[Opening TEXT PROVIDED section]

HSF:Yeah. James, do you want to come in on this? And sorry for first for stealing the second law here, which is, I know that James has been thinking about this for many, many years. It's been so, inspirational to his own work. So, I feel bad for taking that question. But I, you know, you should read James's piece on 'Who pays back the earth', which is much, you know, a reflection also, on these thermodynamics, the second law of thermodynamics and entropy. But James.
JQ:Yeah, it's, I'll be very brief. It's so, the second law talked about the dispersion of heat waste.
RB:Yes.
JQ:And the idea that the Anthropocene ought to be called the Entropocene is based on the idea that the, if the planet has, if the human impact on the planet has created a new kind of narrative, and, and if we could define it in all the different fields in physics and chemistry and biology, what does, what does that mean? And what does it look like? And the idea that the Entropocene is maybe a better word than the Anthropocene has to do with the narrative that we've been building for the last 500 years, let's say.
RB:Yes.
JQ:Which has created the crises of carbon emissions and loss of biodiversity, which are directly related to entropy.
RB:Absolutely.
JQ:And that's, that's the point I think that Hagen was inducing for me on this. But I do think that I do think that it's, it's a very good field to look at for creating social policy that reduces entropy, or, and it provides us a way of living in a world where we have to take entropy, very, very seriously. And yeah, that's it in a nutshell.
RB:Yeah, and that's very much in the terrain that Stiegler was working in. And I'm in complete agreement because the, again, one of the things that is completely compelling for me is that profound relationship between material bases and immaterial imaginaries and ways of conceptualizing and reconceptualizing based on that, that important dynamic. And as you were talking about over the last years, this loss of biodiversity, this loss of heat, this loss of biochemical engagement with the environment or reconfiguration of it is profound. And it should have huge policy implications, but we tend to have instead that that extractive, agential role, which says this is there for us to do with as we wish, drill baby drill.
HSF:And this, sorry to end on a sad note, but I think time is slowly up.
RB:And I really want it to be a much, I hope that there's a sense of nuance and complexity that's operative across all of this that you're obviously both deeply aware of, and how we begin to think about governance and policy. Out of this, I think is key, but the planetary, I think, does offer a kind of alternative model to the global, but it also, risks being turned into a simplistic engagement. And there are ways. So, for example, as James was articulating, the Entropocene is a much more nuanced and complex way of thinking about the Anthropocene, perhaps. And so, I think that we need to, these are not easy, easily answerable things. And some of it is just basic to basically an element of our existential conditions. And the epistemologies that we generate out of those is where we might be able to have some leeway and where we might have some agency that would be worthy of the term.

[Closing TEXT PROVIDED section]
[Opening EXTRACTED INFORMATION section]

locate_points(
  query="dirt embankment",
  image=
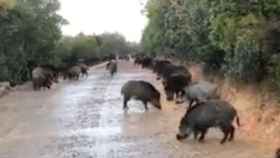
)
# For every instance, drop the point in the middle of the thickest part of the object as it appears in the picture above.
(258, 107)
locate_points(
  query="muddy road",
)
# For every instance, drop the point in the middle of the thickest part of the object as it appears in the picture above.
(84, 119)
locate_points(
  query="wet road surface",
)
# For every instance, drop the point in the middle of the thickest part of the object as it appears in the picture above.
(84, 119)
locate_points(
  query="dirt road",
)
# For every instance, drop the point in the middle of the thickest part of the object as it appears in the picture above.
(84, 119)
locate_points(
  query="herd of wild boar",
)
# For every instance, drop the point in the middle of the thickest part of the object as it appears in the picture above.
(44, 76)
(206, 109)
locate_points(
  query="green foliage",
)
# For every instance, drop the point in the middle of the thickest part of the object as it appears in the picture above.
(29, 31)
(30, 35)
(236, 36)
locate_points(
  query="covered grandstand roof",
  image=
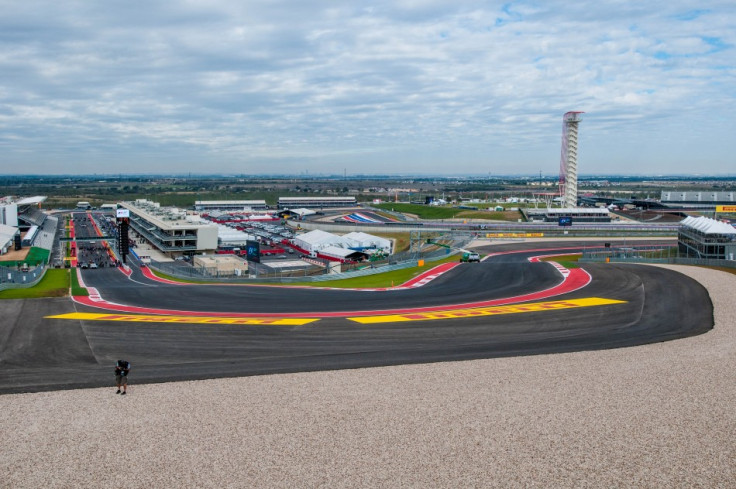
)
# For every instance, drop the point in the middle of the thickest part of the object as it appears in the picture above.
(32, 200)
(342, 253)
(707, 225)
(364, 240)
(7, 233)
(299, 212)
(318, 239)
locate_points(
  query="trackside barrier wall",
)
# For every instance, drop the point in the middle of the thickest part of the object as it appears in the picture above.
(669, 261)
(397, 262)
(11, 278)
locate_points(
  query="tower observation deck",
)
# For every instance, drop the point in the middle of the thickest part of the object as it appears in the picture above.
(569, 159)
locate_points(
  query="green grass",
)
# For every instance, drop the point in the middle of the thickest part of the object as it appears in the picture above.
(446, 212)
(54, 284)
(76, 288)
(388, 279)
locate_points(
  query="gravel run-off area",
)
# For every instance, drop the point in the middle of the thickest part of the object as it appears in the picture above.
(661, 415)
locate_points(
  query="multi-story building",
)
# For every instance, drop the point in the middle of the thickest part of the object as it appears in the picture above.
(170, 229)
(316, 202)
(703, 237)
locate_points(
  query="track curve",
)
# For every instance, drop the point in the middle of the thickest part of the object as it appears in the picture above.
(653, 305)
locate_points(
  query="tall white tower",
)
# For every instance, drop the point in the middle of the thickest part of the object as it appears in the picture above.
(569, 159)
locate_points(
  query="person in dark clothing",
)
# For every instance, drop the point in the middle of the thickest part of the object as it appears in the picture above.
(122, 368)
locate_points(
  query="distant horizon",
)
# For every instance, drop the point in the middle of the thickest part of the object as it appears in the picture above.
(364, 175)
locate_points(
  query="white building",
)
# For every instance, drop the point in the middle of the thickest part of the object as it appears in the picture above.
(362, 241)
(7, 238)
(170, 229)
(317, 240)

[Closing EXTRACTED INFORMATION section]

§ TASK GOAL
Answer these from the transcript:
(a) Which piece by James does HSF recommend reading?
(b) For about how many years does JQ say the narrative behind the Entropocene has been built?
(c) Which two crises does JQ say are directly related to entropy?

§ SOLUTION TO THIS EXERCISE
(a) 'Who pays back the earth'
(b) About 500 years
(c) Carbon emissions and loss of biodiversity